__Page excerpt__.
MeSH Terms: Stroke, Patent Foramen Ovale Closure, Embolic Stroke, Cost Benefit Analysis
Subject Terms: schemic Stroke, Embolism, Treatment, Cost-Effectiveness
INTRODUCTION
Cryptogenic strokes, or strokes with undetermined cause, represent 25 to 40% of all strokes and occur in higher frequencies among younger patients.1 While the prevalence of patent foramen ovale (PFO) in the general population is about 25%, the prevalence among patients with cryptogenic strokes is 40–60%.2, 3 This has led to the conclusion that paradoxical emboli through a PFO may be an important etiology missed in otherwise cryptogenic strokes. Previously, three randomized clinical trials, CLOSURE I (Evaluation of the STARFlex Septal Closure System in Patients with a Stroke and/or Transient Ischemic Attack due to Presumed Paradoxical Embolism through a PFO), RESPECT (Randomized Evaluation of Recurrent Stroke Comparing PFO Closure to Established Current Standard of Care Treatment), and PC (Percutaneous Closure of PFO in Cryptogenic Embolism) individually did not show a benefit of closure for secondary stroke prevention in the intention to treat (ITT) population.4–6 The patient level meta-analysis, however, did show benefit, particularly for use of the Amplatzer PFO Occluder, used in RESPECT and PC trials.7 Recently, two additional trials, REDUCE (GORE® HELEX® Septal Occluder / GORE® CARDIOFORM Septal Occluder and Antiplatelet Medical Management for Reduction of Recurrent Stroke or Imaging-Confirmed TIA in Patients With PFO) and CLOSE (PFO Closure or Anticoagulants versus Antiplatelet Therapy to Prevent Stroke Recurrence) and the extended follow up of RESPECT have all found a statistically significant benefit in the ITT population for PFO closure compared to medical management.8–10
Younger patients with strokes have the potential to accrue more costs over their lifetime both from disability and lost income. Hence, therapies that reduce stroke recurrences in this population are vitally important. Although multiple randomized trials have now demonstrated the efficacy of PFO closure, it is costly and associated with some complications in an otherwise younger, healthier stroke population. The objective of this study was to determine the cost-effectiveness of PFO closure after cryptogenic stroke compared to conservative medical management in the US from a healthcare payer perspective using a model based on the meta-analysis of the 5 randomized clinical trials, with a 15 year time horizon.

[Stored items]
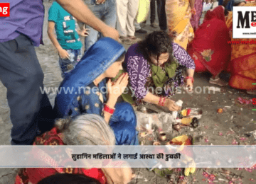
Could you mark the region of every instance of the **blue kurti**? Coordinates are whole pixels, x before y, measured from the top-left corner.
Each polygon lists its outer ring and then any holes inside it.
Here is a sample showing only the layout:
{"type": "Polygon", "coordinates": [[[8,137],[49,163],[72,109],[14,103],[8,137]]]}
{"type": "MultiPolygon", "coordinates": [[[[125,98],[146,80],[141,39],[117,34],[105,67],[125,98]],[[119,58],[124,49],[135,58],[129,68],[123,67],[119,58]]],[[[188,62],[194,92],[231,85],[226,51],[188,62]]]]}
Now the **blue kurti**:
{"type": "MultiPolygon", "coordinates": [[[[99,84],[99,87],[94,83],[90,84],[84,89],[84,93],[75,98],[68,110],[69,115],[76,116],[80,114],[96,114],[103,116],[103,105],[107,102],[105,91],[100,89],[106,86],[105,80],[99,84]],[[100,93],[103,102],[100,99],[100,93]]],[[[135,131],[137,120],[133,108],[128,103],[118,103],[115,111],[109,122],[114,130],[117,145],[138,145],[137,133],[135,131]]]]}

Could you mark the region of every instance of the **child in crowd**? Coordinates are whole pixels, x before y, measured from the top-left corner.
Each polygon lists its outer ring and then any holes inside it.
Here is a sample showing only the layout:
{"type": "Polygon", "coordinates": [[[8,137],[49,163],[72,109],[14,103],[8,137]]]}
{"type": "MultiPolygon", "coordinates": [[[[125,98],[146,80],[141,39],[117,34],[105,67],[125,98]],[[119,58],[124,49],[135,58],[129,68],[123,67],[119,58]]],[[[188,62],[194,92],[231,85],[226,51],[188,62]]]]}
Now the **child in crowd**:
{"type": "Polygon", "coordinates": [[[61,68],[61,76],[65,76],[70,73],[80,60],[82,55],[82,44],[79,35],[88,35],[87,29],[77,30],[75,19],[64,10],[57,2],[53,2],[49,9],[48,34],[58,50],[61,68]],[[54,35],[55,29],[57,38],[54,35]]]}

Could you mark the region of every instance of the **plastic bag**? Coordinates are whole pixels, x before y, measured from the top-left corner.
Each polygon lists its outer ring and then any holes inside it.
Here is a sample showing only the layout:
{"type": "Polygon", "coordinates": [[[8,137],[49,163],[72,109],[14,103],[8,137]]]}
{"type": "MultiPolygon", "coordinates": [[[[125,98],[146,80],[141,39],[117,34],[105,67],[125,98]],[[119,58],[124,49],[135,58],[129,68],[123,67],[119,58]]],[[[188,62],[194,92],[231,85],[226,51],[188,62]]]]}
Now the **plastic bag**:
{"type": "Polygon", "coordinates": [[[146,18],[149,16],[149,0],[139,0],[138,12],[135,18],[138,23],[142,23],[146,20],[146,18]]]}
{"type": "Polygon", "coordinates": [[[138,131],[152,130],[154,126],[156,126],[160,131],[163,129],[163,125],[159,120],[158,114],[148,114],[137,111],[136,117],[137,120],[136,130],[138,131]]]}

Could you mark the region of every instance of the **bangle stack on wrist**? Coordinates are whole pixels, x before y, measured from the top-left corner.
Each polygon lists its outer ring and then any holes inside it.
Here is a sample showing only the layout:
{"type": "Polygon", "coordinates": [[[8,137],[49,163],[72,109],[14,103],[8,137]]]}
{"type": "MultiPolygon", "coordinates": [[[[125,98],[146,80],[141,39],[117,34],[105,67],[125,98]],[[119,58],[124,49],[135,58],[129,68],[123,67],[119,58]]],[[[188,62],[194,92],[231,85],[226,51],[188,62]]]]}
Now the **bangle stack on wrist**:
{"type": "Polygon", "coordinates": [[[164,98],[164,97],[160,97],[159,102],[159,105],[164,107],[164,103],[165,103],[165,100],[166,100],[166,98],[164,98]]]}
{"type": "Polygon", "coordinates": [[[110,108],[109,106],[107,106],[106,104],[104,105],[103,111],[109,113],[110,115],[113,115],[114,112],[115,108],[110,108]]]}
{"type": "Polygon", "coordinates": [[[193,79],[193,77],[191,77],[191,76],[187,76],[187,77],[186,77],[186,80],[188,80],[188,79],[191,79],[192,83],[193,83],[194,79],[193,79]]]}

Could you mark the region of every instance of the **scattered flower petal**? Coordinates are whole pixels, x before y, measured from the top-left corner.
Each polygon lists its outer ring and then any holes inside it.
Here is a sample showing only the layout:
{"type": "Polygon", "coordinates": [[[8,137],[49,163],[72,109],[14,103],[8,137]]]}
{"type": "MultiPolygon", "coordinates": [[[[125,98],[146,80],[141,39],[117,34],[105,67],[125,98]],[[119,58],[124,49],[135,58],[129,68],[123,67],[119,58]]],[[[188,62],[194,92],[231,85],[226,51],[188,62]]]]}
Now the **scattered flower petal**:
{"type": "Polygon", "coordinates": [[[233,139],[232,144],[233,145],[236,145],[236,144],[238,144],[238,142],[235,139],[233,139]]]}

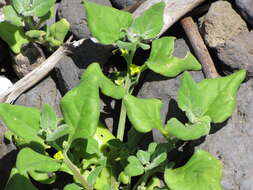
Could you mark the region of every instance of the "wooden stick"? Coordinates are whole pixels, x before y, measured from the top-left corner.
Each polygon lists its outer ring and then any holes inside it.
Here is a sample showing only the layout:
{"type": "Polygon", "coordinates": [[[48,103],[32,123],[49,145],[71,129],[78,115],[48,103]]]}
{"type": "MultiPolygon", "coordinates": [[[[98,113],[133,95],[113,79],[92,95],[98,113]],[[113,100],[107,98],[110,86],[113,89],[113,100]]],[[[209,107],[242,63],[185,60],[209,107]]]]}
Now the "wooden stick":
{"type": "MultiPolygon", "coordinates": [[[[159,3],[161,0],[147,0],[142,3],[136,11],[134,17],[139,16],[142,12],[147,10],[152,5],[159,3]]],[[[206,0],[163,0],[166,4],[164,9],[164,26],[160,35],[162,35],[170,26],[177,22],[182,16],[190,12],[192,9],[200,5],[206,0]]]]}
{"type": "Polygon", "coordinates": [[[184,31],[191,42],[192,48],[203,66],[206,78],[216,78],[219,76],[214,66],[213,60],[206,48],[206,45],[194,23],[192,17],[183,18],[180,21],[184,31]]]}
{"type": "Polygon", "coordinates": [[[12,103],[15,101],[23,92],[43,79],[64,55],[71,52],[72,48],[80,46],[84,41],[82,39],[59,47],[45,62],[16,82],[3,94],[0,94],[0,102],[12,103]]]}

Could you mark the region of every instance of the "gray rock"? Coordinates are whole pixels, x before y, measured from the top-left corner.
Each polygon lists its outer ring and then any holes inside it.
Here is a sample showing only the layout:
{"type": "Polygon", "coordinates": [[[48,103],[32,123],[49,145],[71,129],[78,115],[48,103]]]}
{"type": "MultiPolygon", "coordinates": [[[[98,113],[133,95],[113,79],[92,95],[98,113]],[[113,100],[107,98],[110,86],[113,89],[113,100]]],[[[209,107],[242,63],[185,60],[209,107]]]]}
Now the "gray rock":
{"type": "Polygon", "coordinates": [[[253,27],[253,1],[252,0],[235,0],[236,6],[241,11],[243,17],[253,27]]]}
{"type": "Polygon", "coordinates": [[[22,94],[15,102],[17,105],[41,108],[44,104],[49,104],[54,108],[58,116],[61,116],[59,102],[61,94],[56,88],[54,80],[49,76],[22,94]]]}
{"type": "Polygon", "coordinates": [[[110,0],[110,1],[114,7],[118,9],[123,9],[141,0],[110,0]]]}
{"type": "Polygon", "coordinates": [[[253,76],[253,31],[240,33],[217,46],[218,58],[233,70],[246,69],[253,76]]]}
{"type": "MultiPolygon", "coordinates": [[[[189,51],[189,48],[183,39],[175,41],[175,56],[184,57],[187,51],[189,51]]],[[[200,81],[204,78],[201,71],[192,71],[191,74],[196,81],[200,81]]],[[[162,100],[164,105],[161,110],[161,116],[164,122],[171,117],[178,118],[184,115],[179,110],[175,102],[180,85],[180,79],[181,75],[176,78],[168,79],[149,71],[145,77],[146,81],[138,93],[138,96],[141,98],[159,98],[162,100]]],[[[157,142],[164,141],[163,136],[156,130],[153,131],[153,136],[154,140],[157,142]]]]}
{"type": "MultiPolygon", "coordinates": [[[[109,0],[89,0],[90,2],[111,6],[109,0]]],[[[72,33],[81,38],[89,38],[83,0],[62,0],[58,9],[60,18],[65,18],[71,25],[72,33]]]]}
{"type": "Polygon", "coordinates": [[[225,127],[209,135],[200,146],[219,158],[224,165],[225,190],[252,190],[253,187],[253,81],[242,84],[237,110],[225,127]]]}
{"type": "Polygon", "coordinates": [[[207,45],[213,48],[248,29],[229,2],[217,1],[212,3],[208,13],[200,19],[200,31],[207,45]]]}

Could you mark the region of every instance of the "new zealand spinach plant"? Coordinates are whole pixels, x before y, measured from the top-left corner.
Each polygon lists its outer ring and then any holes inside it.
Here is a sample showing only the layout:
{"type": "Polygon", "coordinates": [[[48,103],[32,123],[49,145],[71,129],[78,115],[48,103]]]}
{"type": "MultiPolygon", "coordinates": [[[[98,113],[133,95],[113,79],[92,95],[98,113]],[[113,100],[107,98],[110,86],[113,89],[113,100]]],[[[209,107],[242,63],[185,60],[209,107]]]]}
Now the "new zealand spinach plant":
{"type": "Polygon", "coordinates": [[[60,46],[69,30],[66,19],[48,26],[53,17],[55,0],[11,0],[3,8],[4,21],[0,22],[0,37],[14,53],[29,42],[43,44],[50,48],[60,46]]]}
{"type": "Polygon", "coordinates": [[[175,168],[169,161],[170,152],[175,141],[208,135],[211,123],[224,122],[231,116],[245,71],[195,82],[185,71],[201,69],[194,56],[173,56],[174,37],[156,39],[163,27],[163,2],[137,18],[91,2],[84,6],[93,37],[101,44],[118,48],[127,70],[109,79],[98,63],[89,65],[80,84],[62,98],[61,119],[57,119],[49,105],[40,111],[0,104],[0,117],[9,128],[6,137],[20,148],[6,189],[34,190],[37,188],[31,178],[50,184],[56,180],[56,172],[62,171],[73,176],[64,190],[222,190],[219,160],[204,150],[196,150],[184,166],[175,168]],[[138,48],[151,48],[149,58],[141,66],[133,64],[138,48]],[[172,118],[164,124],[160,100],[132,95],[146,69],[165,77],[185,71],[177,103],[185,112],[187,123],[172,118]],[[100,92],[122,100],[116,136],[99,121],[100,92]],[[132,124],[128,135],[126,118],[132,124]],[[158,129],[167,142],[152,142],[147,150],[140,149],[140,136],[152,129],[158,129]]]}

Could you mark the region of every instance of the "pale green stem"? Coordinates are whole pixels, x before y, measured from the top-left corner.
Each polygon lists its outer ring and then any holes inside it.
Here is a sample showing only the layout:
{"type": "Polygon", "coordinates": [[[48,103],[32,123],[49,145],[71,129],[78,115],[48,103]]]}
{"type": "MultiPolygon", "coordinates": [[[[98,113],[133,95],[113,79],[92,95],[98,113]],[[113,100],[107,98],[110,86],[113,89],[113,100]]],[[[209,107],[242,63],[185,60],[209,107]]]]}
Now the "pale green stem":
{"type": "Polygon", "coordinates": [[[71,160],[68,158],[68,155],[66,152],[63,153],[64,156],[64,163],[67,165],[67,167],[73,172],[74,176],[78,179],[78,181],[82,184],[84,189],[86,190],[93,190],[93,188],[87,183],[87,181],[83,178],[83,176],[80,173],[79,168],[77,168],[71,160]]]}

__Problem statement__.
Answer these questions from the introduction on PFO closure:
(a) What share of all strokes do cryptogenic strokes represent?
(b) Which device did the patient level meta-analysis particularly favor?
(c) What time horizon did the study's model use?

__Response for this exercise__.
(a) 25 to 40%
(b) The Amplatzer PFO Occluder
(c) 15 years